From the forum post on horn cancer SNPs, quote word for word the part that opens with the words containing "I am working" and closes with "VarScan and FreeBayes.".

> Text passage:
<<<<
I am working on Horn cancer. I have 25 cancer samples and 5 normal samples of bos indicus (Kankrej) cattle breed. I did sequencing using Illumina Miseq and the data analysis using following pathway :
- Mapping by STAR aligner uisng reference genome of bos taurus.
- Got output in .bam file which sorted using SAMtools and also indexed.
- Variant calling done using 3 tools : SAMools, VarScan and FreeBayes.
- Then, I taken SNPs which are present in all 3 tools using vcf-isec.
- So I have total 25 vcf files for horn cancer and 5 vcf files for horn normal containg SNPs.
- I have taken SNPs which are present in 90% samples of horn cancer and SNPs which are present in 80% of samples of horn normal using vcf i-sec.
- To get SNPs specific to horn cancer, I have subtract Horn Normal vcf file from Horn Cancer vcf file using bedtools. Subtraction confirmation was done using CLC-genomic workbench and VCFtools and found almost same SNPs. So It have to give SNPs which are only present in horn cancer conditions.
- To confirm this, I have seen the specific position of SNPs in IGV - Integrative Genomics Viewer.
In IGV, I seen SNP position in Reference genome which I have used, and also in both Cancer and Normal .bam files which I got after mapping. Actually It have to show this SNPs only in cancer samples but not in normal samples but it shown in both cancer as well as normal samples. SNPs found as compared to reference were present in both group files. So used subtraction command to get cancer specific SNPs but final output file showed SNPs that are also present in both conditions. So How I consider them cancer specific SNPs? If anyone has idea how it's happening ? Please guide me in this case.
>>>>
> Data shown:
<<<<
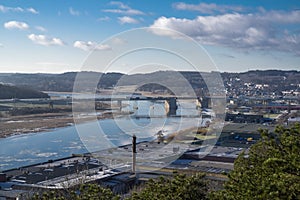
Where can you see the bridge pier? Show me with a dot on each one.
(171, 106)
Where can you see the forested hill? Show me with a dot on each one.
(277, 80)
(13, 92)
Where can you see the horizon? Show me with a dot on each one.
(110, 72)
(58, 37)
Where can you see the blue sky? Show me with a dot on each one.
(56, 36)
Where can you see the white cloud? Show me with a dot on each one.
(32, 10)
(127, 20)
(207, 8)
(40, 28)
(101, 19)
(44, 40)
(262, 31)
(123, 9)
(89, 46)
(118, 41)
(74, 12)
(5, 9)
(16, 25)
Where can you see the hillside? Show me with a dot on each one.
(276, 80)
(13, 92)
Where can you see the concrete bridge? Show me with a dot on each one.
(170, 102)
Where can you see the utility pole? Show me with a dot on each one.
(133, 153)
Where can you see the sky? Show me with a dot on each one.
(54, 36)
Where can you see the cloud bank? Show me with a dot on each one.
(259, 31)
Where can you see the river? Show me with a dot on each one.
(21, 150)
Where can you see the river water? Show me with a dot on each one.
(27, 149)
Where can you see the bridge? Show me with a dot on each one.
(170, 102)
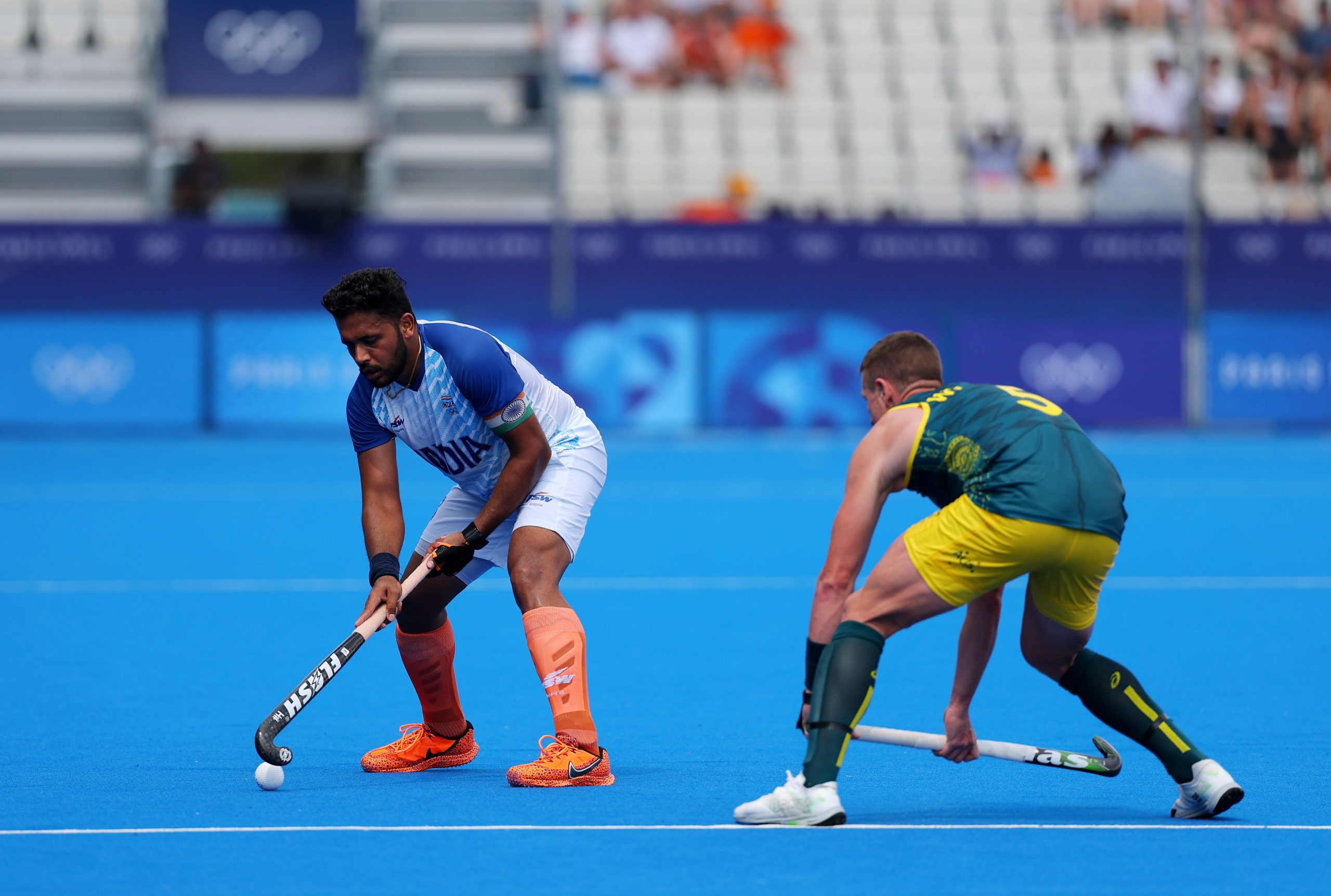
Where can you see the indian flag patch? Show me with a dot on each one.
(514, 413)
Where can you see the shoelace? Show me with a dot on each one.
(786, 797)
(555, 750)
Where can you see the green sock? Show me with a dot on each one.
(1118, 700)
(842, 691)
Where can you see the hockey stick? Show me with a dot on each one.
(1108, 765)
(322, 674)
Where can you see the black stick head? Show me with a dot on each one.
(268, 752)
(1113, 763)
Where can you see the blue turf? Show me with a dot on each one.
(137, 709)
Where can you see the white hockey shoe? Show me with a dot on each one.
(1210, 793)
(794, 803)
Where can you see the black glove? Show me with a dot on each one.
(450, 560)
(800, 722)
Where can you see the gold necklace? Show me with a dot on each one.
(414, 365)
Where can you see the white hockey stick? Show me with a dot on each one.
(1106, 765)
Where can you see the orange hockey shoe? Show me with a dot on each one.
(420, 748)
(564, 765)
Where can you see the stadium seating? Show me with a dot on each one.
(75, 100)
(883, 94)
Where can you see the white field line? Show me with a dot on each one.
(373, 828)
(626, 584)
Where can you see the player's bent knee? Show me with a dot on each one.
(1047, 660)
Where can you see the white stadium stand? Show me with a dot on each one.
(883, 96)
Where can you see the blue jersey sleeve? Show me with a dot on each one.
(367, 432)
(482, 369)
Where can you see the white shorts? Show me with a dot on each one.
(561, 503)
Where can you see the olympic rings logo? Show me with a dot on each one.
(264, 41)
(1072, 371)
(83, 372)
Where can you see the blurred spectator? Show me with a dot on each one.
(1272, 110)
(1041, 169)
(1315, 41)
(1139, 14)
(1087, 14)
(1157, 100)
(706, 48)
(581, 52)
(762, 41)
(1317, 106)
(641, 44)
(1222, 95)
(995, 155)
(731, 209)
(1261, 29)
(679, 8)
(1100, 156)
(198, 183)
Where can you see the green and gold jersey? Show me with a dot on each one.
(1015, 454)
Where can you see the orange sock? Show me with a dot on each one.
(559, 650)
(429, 662)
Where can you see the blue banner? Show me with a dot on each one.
(251, 48)
(1270, 366)
(280, 369)
(1104, 371)
(101, 369)
(635, 372)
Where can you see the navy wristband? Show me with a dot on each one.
(812, 654)
(473, 537)
(384, 563)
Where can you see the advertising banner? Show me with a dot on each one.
(794, 369)
(641, 371)
(1099, 371)
(280, 371)
(1269, 366)
(101, 369)
(252, 48)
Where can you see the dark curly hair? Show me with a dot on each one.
(903, 359)
(374, 291)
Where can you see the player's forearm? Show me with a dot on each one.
(516, 482)
(975, 646)
(828, 602)
(381, 520)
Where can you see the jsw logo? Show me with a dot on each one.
(312, 686)
(264, 41)
(558, 678)
(83, 372)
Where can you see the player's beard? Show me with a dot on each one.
(396, 368)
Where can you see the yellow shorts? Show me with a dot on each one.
(963, 551)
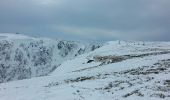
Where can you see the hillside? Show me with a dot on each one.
(119, 70)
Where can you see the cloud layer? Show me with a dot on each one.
(88, 19)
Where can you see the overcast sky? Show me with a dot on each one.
(88, 19)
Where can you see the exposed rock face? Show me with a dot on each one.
(32, 57)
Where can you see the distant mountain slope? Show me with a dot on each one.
(116, 71)
(24, 57)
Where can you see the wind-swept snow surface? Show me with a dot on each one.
(116, 71)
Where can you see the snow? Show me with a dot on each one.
(77, 79)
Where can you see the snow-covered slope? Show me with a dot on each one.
(24, 57)
(116, 71)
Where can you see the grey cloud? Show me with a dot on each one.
(88, 19)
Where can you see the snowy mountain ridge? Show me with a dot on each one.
(23, 57)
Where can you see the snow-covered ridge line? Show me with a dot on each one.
(23, 57)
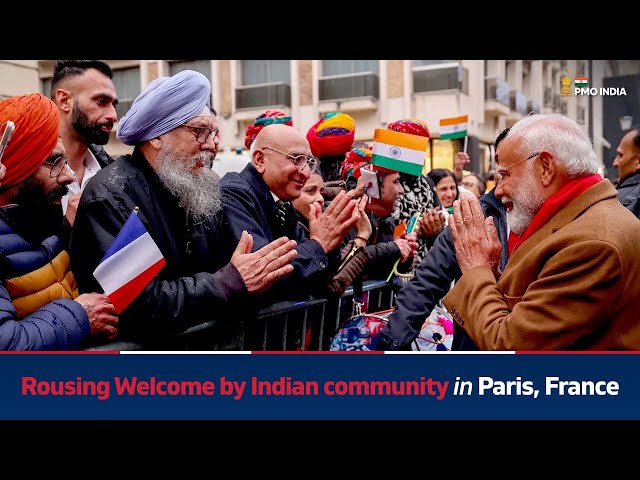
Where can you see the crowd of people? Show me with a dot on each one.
(541, 256)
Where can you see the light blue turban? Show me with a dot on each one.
(165, 104)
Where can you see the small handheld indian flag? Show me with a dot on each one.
(399, 151)
(581, 82)
(455, 127)
(130, 263)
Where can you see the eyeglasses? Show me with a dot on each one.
(470, 184)
(300, 161)
(57, 165)
(499, 173)
(202, 133)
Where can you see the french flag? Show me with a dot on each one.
(131, 262)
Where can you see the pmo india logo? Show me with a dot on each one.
(581, 87)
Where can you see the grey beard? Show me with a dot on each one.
(199, 193)
(526, 203)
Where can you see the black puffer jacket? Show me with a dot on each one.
(432, 281)
(197, 283)
(629, 194)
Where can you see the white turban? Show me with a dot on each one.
(165, 104)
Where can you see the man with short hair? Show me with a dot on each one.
(169, 178)
(573, 279)
(258, 200)
(39, 304)
(86, 98)
(627, 162)
(381, 245)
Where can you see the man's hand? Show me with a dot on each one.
(260, 269)
(363, 224)
(72, 207)
(330, 227)
(102, 314)
(408, 245)
(430, 224)
(475, 238)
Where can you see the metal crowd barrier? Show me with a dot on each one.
(283, 326)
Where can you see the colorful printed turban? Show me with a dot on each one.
(34, 138)
(165, 104)
(413, 126)
(267, 118)
(333, 134)
(355, 160)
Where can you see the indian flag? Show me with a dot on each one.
(581, 82)
(451, 128)
(399, 151)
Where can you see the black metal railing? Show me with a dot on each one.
(283, 326)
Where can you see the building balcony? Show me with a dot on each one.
(440, 78)
(277, 94)
(496, 97)
(338, 88)
(533, 106)
(518, 102)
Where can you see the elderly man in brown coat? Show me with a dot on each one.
(573, 279)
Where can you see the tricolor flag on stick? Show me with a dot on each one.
(131, 262)
(452, 128)
(581, 82)
(399, 151)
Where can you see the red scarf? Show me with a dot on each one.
(554, 203)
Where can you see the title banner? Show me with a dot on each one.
(319, 386)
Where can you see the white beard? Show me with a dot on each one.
(527, 200)
(199, 192)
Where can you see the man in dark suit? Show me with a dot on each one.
(627, 162)
(86, 98)
(258, 200)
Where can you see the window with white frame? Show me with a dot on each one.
(349, 79)
(127, 83)
(264, 84)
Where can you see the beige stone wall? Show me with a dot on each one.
(18, 77)
(306, 82)
(224, 67)
(395, 83)
(152, 71)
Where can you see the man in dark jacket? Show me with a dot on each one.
(381, 245)
(169, 178)
(432, 280)
(627, 161)
(86, 98)
(258, 200)
(40, 308)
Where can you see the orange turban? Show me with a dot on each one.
(35, 136)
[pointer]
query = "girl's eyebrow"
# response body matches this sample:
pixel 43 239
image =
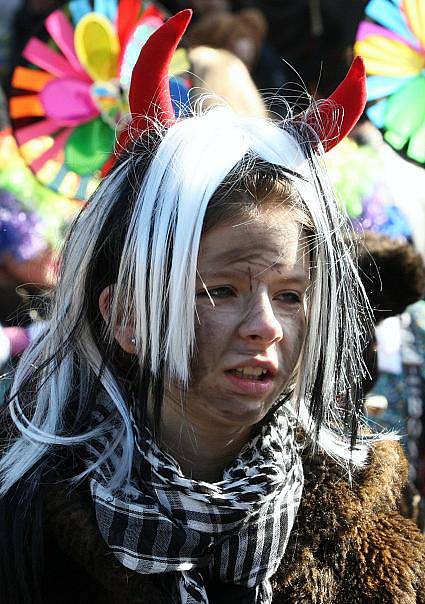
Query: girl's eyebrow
pixel 288 275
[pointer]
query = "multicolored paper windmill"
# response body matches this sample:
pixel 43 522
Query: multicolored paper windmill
pixel 392 43
pixel 70 94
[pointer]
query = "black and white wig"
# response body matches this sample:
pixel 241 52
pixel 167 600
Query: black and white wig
pixel 140 234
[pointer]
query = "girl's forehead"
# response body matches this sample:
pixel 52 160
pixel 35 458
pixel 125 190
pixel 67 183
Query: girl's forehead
pixel 268 239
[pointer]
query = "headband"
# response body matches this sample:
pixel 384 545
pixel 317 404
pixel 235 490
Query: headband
pixel 149 95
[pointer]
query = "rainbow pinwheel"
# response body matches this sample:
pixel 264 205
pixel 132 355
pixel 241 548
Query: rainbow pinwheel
pixel 70 95
pixel 392 43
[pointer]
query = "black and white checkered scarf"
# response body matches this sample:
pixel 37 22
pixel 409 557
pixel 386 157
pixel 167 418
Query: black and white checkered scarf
pixel 232 531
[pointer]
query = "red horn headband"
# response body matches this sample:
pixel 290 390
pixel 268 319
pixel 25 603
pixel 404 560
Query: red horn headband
pixel 350 97
pixel 149 95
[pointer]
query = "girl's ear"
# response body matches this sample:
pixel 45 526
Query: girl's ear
pixel 123 334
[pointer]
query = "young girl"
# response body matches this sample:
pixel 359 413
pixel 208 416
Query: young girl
pixel 206 328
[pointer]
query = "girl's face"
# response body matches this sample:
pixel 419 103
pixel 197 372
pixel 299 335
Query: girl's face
pixel 250 315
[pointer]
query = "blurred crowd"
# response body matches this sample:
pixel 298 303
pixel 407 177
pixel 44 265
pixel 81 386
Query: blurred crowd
pixel 263 57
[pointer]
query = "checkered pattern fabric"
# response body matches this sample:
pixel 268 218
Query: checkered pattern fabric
pixel 232 531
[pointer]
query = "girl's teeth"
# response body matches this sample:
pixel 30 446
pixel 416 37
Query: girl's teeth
pixel 251 371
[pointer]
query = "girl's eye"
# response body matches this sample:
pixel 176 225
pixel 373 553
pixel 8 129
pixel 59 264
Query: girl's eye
pixel 217 292
pixel 290 297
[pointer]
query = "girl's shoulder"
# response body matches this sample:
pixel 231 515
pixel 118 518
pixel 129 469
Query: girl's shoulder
pixel 350 543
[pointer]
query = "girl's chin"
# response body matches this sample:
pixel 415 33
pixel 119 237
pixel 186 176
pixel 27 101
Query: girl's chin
pixel 237 412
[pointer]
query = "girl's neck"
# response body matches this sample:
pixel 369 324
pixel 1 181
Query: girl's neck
pixel 202 451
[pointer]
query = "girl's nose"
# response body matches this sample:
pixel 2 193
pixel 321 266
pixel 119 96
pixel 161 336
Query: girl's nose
pixel 260 322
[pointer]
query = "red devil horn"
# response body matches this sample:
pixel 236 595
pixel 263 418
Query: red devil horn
pixel 149 94
pixel 350 96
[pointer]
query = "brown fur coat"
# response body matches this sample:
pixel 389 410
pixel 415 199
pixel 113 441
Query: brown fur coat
pixel 350 545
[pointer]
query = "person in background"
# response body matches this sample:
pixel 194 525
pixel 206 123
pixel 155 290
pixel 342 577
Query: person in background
pixel 393 275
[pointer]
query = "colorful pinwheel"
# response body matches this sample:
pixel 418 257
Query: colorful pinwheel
pixel 392 43
pixel 71 94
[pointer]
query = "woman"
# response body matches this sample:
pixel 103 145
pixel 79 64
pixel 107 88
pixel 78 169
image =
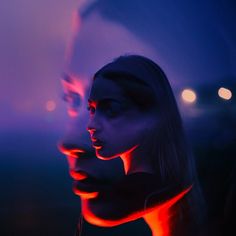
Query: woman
pixel 134 116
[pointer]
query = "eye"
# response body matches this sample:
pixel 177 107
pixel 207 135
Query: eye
pixel 111 108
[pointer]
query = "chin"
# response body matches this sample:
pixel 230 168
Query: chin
pixel 105 156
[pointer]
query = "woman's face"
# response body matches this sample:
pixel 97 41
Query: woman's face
pixel 116 125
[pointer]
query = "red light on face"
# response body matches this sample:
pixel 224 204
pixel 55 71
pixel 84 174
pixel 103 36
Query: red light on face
pixel 78 175
pixel 85 195
pixel 50 105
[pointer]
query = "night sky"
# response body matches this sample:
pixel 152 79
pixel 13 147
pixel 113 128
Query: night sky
pixel 193 41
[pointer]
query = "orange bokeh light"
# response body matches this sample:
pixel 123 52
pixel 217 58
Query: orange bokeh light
pixel 188 95
pixel 50 105
pixel 225 93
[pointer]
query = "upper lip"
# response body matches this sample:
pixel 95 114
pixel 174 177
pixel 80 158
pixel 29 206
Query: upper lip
pixel 78 175
pixel 95 140
pixel 74 151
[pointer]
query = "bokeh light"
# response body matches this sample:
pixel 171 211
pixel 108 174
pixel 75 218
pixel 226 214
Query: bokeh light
pixel 50 105
pixel 189 96
pixel 225 93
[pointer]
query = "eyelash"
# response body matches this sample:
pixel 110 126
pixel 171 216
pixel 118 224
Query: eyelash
pixel 109 111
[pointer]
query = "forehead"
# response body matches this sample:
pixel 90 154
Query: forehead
pixel 75 83
pixel 104 88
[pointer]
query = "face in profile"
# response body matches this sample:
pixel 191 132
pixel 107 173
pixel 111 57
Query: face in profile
pixel 90 174
pixel 116 124
pixel 125 121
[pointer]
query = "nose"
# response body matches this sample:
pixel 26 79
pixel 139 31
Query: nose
pixel 70 150
pixel 94 125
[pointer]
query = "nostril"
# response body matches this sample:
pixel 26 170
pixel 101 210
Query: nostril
pixel 70 150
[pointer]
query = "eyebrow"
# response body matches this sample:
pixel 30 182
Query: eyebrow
pixel 90 101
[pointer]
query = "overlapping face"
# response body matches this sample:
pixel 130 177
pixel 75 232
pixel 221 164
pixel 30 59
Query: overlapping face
pixel 117 125
pixel 90 174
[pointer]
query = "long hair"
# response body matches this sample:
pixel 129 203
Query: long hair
pixel 145 83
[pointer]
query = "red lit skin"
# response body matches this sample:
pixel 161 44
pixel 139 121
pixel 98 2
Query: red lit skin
pixel 157 215
pixel 121 134
pixel 76 144
pixel 76 141
pixel 121 129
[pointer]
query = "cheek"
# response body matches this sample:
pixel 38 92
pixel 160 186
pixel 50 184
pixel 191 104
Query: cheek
pixel 126 136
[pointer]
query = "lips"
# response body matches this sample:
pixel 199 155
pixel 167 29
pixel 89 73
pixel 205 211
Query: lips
pixel 78 175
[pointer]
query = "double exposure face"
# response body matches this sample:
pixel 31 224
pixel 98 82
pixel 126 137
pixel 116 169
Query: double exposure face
pixel 90 174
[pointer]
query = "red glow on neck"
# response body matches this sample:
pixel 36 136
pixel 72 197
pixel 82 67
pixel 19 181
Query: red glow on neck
pixel 157 217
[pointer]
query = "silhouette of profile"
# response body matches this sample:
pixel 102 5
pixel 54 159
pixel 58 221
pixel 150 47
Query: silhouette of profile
pixel 134 116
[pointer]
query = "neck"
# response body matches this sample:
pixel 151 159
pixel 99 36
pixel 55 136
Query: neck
pixel 159 222
pixel 136 161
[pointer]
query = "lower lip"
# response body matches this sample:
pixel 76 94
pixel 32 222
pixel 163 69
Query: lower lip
pixel 97 145
pixel 84 194
pixel 85 190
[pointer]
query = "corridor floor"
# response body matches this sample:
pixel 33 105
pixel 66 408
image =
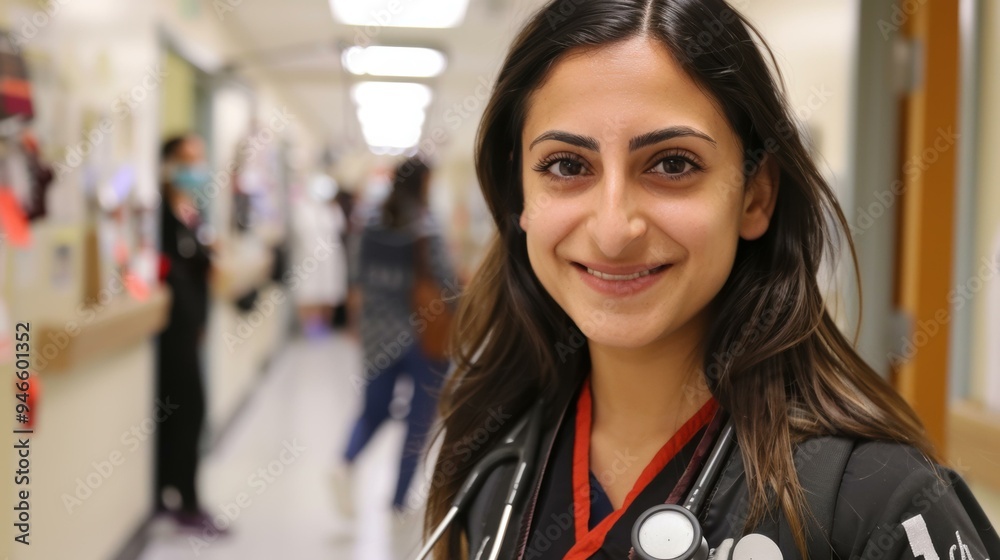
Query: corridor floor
pixel 269 474
pixel 277 455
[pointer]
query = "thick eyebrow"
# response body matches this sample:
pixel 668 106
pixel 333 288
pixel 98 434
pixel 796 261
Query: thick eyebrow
pixel 641 141
pixel 657 136
pixel 585 142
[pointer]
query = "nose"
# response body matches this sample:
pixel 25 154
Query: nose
pixel 617 219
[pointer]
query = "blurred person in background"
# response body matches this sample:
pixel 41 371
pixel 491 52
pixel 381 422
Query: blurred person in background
pixel 187 263
pixel 317 225
pixel 399 244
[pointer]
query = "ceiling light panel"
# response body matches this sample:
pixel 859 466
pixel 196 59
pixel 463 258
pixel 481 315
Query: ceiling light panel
pixel 394 61
pixel 400 13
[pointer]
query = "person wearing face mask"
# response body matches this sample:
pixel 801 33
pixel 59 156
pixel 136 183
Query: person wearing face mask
pixel 186 258
pixel 317 226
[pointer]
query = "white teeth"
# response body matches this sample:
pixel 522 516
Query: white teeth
pixel 633 276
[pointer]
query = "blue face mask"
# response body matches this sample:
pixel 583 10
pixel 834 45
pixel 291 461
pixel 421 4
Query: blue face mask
pixel 190 178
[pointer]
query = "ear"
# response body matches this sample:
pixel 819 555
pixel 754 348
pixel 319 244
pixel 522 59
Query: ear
pixel 759 200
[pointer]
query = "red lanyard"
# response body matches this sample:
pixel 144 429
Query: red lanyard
pixel 589 541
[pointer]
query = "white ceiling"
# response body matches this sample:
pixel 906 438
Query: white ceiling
pixel 298 45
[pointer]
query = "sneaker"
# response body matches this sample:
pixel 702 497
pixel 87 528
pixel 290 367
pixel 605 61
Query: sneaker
pixel 406 527
pixel 342 485
pixel 199 522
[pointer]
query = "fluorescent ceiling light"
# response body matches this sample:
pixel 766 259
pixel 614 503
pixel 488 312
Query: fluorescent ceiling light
pixel 389 94
pixel 391 136
pixel 394 61
pixel 405 117
pixel 400 13
pixel 391 113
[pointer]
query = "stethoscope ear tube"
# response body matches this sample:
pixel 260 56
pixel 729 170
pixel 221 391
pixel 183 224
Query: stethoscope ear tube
pixel 506 451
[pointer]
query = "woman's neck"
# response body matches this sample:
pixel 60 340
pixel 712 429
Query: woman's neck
pixel 646 394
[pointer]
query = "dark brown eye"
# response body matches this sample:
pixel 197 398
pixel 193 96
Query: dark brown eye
pixel 673 166
pixel 566 168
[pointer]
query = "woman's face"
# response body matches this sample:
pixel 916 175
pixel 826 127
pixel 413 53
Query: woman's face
>>>>
> Completed task:
I am working on Horn cancer. I have 25 cancer samples and 5 normal samples of bos indicus (Kankrej) cattle breed. I did sequencing using Illumina Miseq and the data analysis using following pathway :
- Mapping by STAR aligner uisng reference genome of bos taurus.
- Got output in .bam file which sorted using SAMtools and also indexed.
- Variant calling done using 3 tools : SAMools, VarScan and FreeBayes.